_Data shown_
------

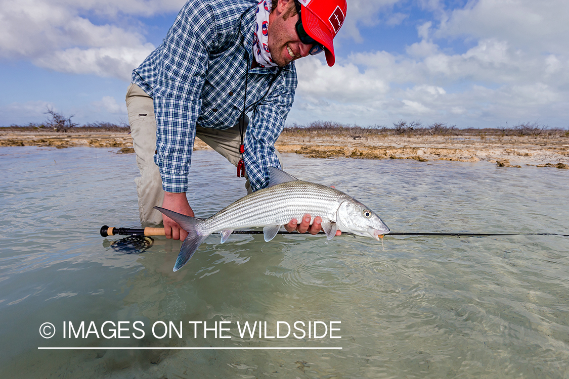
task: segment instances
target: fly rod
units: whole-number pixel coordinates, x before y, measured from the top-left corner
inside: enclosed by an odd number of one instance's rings
[[[262,234],[262,230],[234,230],[232,234]],[[289,232],[280,231],[279,234],[290,234]],[[320,231],[318,234],[324,234]],[[354,235],[353,233],[342,232],[342,234]],[[166,235],[164,228],[151,228],[134,229],[129,228],[117,228],[104,225],[101,228],[101,235],[103,237],[109,236],[163,236]],[[569,234],[560,234],[559,233],[424,233],[424,232],[391,232],[390,236],[451,236],[451,237],[492,237],[500,236],[560,236],[569,237]]]

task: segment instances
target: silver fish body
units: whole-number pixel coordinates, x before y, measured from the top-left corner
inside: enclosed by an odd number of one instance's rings
[[[389,228],[373,211],[334,188],[298,180],[278,169],[270,168],[269,186],[241,198],[207,219],[189,217],[155,207],[188,232],[174,270],[181,268],[206,237],[221,232],[225,242],[236,230],[264,227],[265,241],[277,235],[281,226],[306,214],[320,216],[328,240],[337,230],[375,238],[389,232]]]

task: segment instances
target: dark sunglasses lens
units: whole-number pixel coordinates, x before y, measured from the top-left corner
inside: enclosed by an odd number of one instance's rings
[[[312,45],[310,52],[311,55],[320,54],[324,51],[324,47],[320,44],[318,41],[309,36],[306,31],[304,30],[304,27],[302,26],[302,22],[300,21],[300,17],[298,18],[298,21],[296,22],[296,34],[298,34],[298,38],[300,39],[300,42],[305,45]]]
[[[324,47],[322,45],[314,45],[311,49],[310,49],[310,55],[316,55],[316,54],[320,54],[323,51],[324,51]]]
[[[296,34],[298,35],[298,38],[300,39],[300,42],[305,45],[314,45],[314,44],[318,43],[312,37],[309,36],[306,31],[304,30],[304,27],[302,26],[302,22],[300,21],[300,17],[298,18],[298,21],[296,22]]]

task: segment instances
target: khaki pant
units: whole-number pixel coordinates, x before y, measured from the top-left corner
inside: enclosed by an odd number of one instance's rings
[[[137,155],[137,165],[141,174],[134,179],[138,194],[141,223],[143,227],[155,226],[162,222],[162,214],[154,209],[154,207],[162,206],[164,190],[160,171],[154,163],[156,116],[154,101],[140,87],[131,84],[126,92],[126,108],[129,111],[133,145]],[[241,137],[238,125],[225,130],[197,127],[196,135],[237,166],[241,159],[239,146]],[[282,165],[281,155],[276,149],[275,152]],[[248,193],[251,193],[246,174],[245,178],[245,188]]]

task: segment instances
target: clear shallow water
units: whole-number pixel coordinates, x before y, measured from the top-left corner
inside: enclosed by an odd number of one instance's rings
[[[221,244],[214,235],[173,273],[179,241],[156,238],[126,255],[98,235],[104,224],[138,226],[134,157],[114,153],[0,148],[2,377],[569,377],[567,238],[387,236],[382,248],[347,236],[233,235]],[[393,231],[569,230],[567,171],[285,160],[287,171],[354,196]],[[245,194],[234,170],[196,153],[189,196],[197,216]],[[140,321],[145,336],[63,338],[64,322],[107,320]],[[159,320],[183,322],[183,337],[154,338]],[[274,335],[278,321],[296,320],[340,321],[341,339],[242,339],[235,326],[267,322]],[[231,322],[232,338],[204,339],[199,329],[194,338],[188,321]],[[53,338],[40,336],[44,322]],[[209,346],[343,349],[38,349]]]

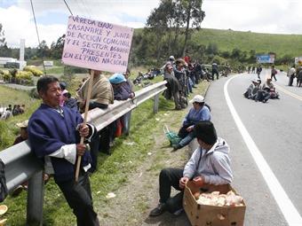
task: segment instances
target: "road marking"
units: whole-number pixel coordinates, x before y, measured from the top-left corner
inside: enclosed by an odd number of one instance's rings
[[[242,136],[242,138],[250,151],[250,153],[254,159],[260,173],[262,174],[262,176],[264,177],[269,190],[271,191],[274,198],[274,200],[279,206],[279,208],[282,212],[283,216],[287,221],[289,226],[301,226],[302,225],[301,215],[299,214],[299,213],[290,201],[282,186],[280,184],[278,179],[275,177],[272,169],[269,168],[267,162],[266,161],[260,151],[257,147],[255,142],[252,140],[248,130],[245,129],[228,95],[227,92],[228,83],[233,79],[238,77],[239,75],[240,74],[235,75],[227,80],[224,86],[224,93],[228,108],[230,109],[234,121],[236,123],[241,135]]]
[[[298,99],[298,100],[302,100],[302,97],[301,96],[298,96],[298,95],[297,95],[297,94],[295,94],[295,93],[292,93],[292,92],[290,92],[290,91],[289,91],[289,90],[287,90],[286,89],[284,89],[284,88],[282,88],[282,87],[281,87],[281,86],[279,86],[279,85],[274,85],[276,88],[278,88],[278,90],[281,90],[282,92],[283,92],[283,93],[285,93],[285,94],[287,94],[287,95],[290,95],[290,96],[291,96],[292,97],[295,97],[295,98],[297,98],[297,99]]]

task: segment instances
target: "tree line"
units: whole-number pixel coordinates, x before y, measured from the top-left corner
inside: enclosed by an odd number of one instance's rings
[[[234,48],[220,51],[219,43],[207,45],[192,39],[195,32],[201,29],[205,18],[203,11],[203,0],[161,0],[147,17],[144,28],[135,29],[130,64],[131,66],[158,66],[164,62],[169,55],[182,58],[189,55],[193,59],[218,64],[255,64],[257,54],[275,54],[274,52],[256,52]],[[0,23],[0,57],[19,58],[19,48],[6,45],[4,34]],[[52,58],[60,59],[64,46],[65,35],[53,42],[50,47],[42,41],[36,48],[26,48],[25,59]],[[293,58],[285,55],[277,58],[275,63],[289,64]]]

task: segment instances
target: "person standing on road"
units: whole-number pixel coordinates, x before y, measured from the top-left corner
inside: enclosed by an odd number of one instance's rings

------

_What you will do_
Pick out every line of the records that contains the string "road", matching case exactly.

_Result_
target: "road marking"
target: "person standing on road"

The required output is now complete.